— About this exercise —
Please repeat, from the entries that follow, the lines from the one containing "Draw the outline of every instance of the white" through the one containing "Draw the outline of every instance of the table" exactly, adding nothing.

(Dataset records)
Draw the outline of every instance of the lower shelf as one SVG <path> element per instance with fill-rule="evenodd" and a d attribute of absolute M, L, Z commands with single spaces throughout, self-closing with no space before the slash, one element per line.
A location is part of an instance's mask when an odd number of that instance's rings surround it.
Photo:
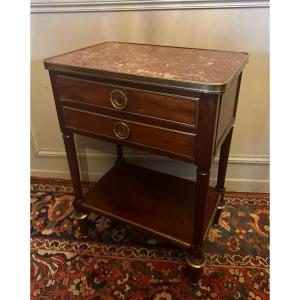
<path fill-rule="evenodd" d="M 206 232 L 219 200 L 220 195 L 210 188 Z M 194 202 L 194 182 L 124 163 L 114 166 L 87 192 L 83 206 L 189 247 Z"/>

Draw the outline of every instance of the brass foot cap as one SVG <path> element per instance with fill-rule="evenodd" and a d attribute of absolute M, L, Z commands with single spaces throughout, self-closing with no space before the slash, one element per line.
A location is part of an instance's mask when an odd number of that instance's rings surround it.
<path fill-rule="evenodd" d="M 206 258 L 204 258 L 203 260 L 201 260 L 200 262 L 194 262 L 192 261 L 193 259 L 190 258 L 189 256 L 186 258 L 186 261 L 188 263 L 189 266 L 191 266 L 194 269 L 201 269 L 205 266 L 206 264 Z"/>
<path fill-rule="evenodd" d="M 85 213 L 80 213 L 78 215 L 76 215 L 76 213 L 73 213 L 74 219 L 75 220 L 84 220 L 88 215 Z"/>

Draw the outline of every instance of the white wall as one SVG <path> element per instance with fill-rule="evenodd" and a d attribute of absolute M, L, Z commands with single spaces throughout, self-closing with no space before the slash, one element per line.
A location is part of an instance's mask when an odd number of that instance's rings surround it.
<path fill-rule="evenodd" d="M 33 176 L 69 178 L 44 58 L 104 41 L 245 51 L 250 54 L 240 90 L 227 189 L 269 188 L 269 9 L 194 9 L 31 15 L 31 120 Z M 84 180 L 113 163 L 112 145 L 78 136 Z M 194 167 L 128 149 L 138 163 L 187 178 Z M 212 177 L 216 177 L 216 164 Z"/>

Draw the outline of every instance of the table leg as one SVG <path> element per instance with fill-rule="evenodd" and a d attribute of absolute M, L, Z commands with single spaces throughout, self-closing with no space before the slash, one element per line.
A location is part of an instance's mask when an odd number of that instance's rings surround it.
<path fill-rule="evenodd" d="M 216 191 L 221 194 L 221 200 L 218 206 L 218 210 L 214 219 L 214 226 L 218 225 L 219 219 L 221 216 L 221 212 L 223 208 L 225 207 L 225 199 L 224 199 L 224 192 L 225 192 L 225 177 L 226 177 L 226 171 L 227 171 L 227 165 L 228 165 L 228 157 L 229 157 L 229 151 L 230 151 L 230 145 L 231 145 L 231 138 L 233 133 L 233 127 L 227 134 L 226 139 L 224 140 L 221 150 L 220 150 L 220 160 L 219 160 L 219 168 L 218 168 L 218 179 L 217 179 L 217 185 L 215 187 Z"/>
<path fill-rule="evenodd" d="M 72 133 L 64 133 L 63 140 L 66 148 L 66 154 L 72 179 L 72 185 L 74 189 L 75 199 L 73 202 L 74 206 L 74 218 L 78 221 L 80 232 L 83 237 L 87 236 L 87 213 L 81 205 L 83 200 L 83 194 L 81 189 L 81 181 L 79 175 L 76 147 L 74 142 L 74 136 Z"/>
<path fill-rule="evenodd" d="M 120 165 L 125 162 L 124 156 L 123 156 L 123 145 L 117 144 L 117 160 L 116 165 Z"/>
<path fill-rule="evenodd" d="M 193 285 L 198 284 L 202 269 L 205 265 L 204 220 L 207 206 L 209 177 L 209 171 L 197 170 L 193 242 L 187 257 L 189 274 Z"/>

— Solution for this task —
Draw the outline of every instance of the white wall as one SVG <path> element per instance with fill-rule="evenodd" and a d attribute of absolute M, L, Z commands with single spaces throughout, self-closing with no space before the slash, one element per line.
A location is part of an instance's mask when an odd number of that instance's rings surround it.
<path fill-rule="evenodd" d="M 33 176 L 69 178 L 44 58 L 104 41 L 245 51 L 250 54 L 240 90 L 227 189 L 269 188 L 269 9 L 194 9 L 31 15 L 31 120 Z M 84 180 L 113 163 L 112 145 L 78 136 Z M 194 167 L 128 149 L 138 163 L 187 178 Z M 212 177 L 216 177 L 216 164 Z"/>

Draw the outline of every instance of the table leg as one SVG <path> element per instance with fill-rule="evenodd" and a d attribute of absolute M, L, Z commands with single spaces throughout, self-closing with no space before the slash, one element per line.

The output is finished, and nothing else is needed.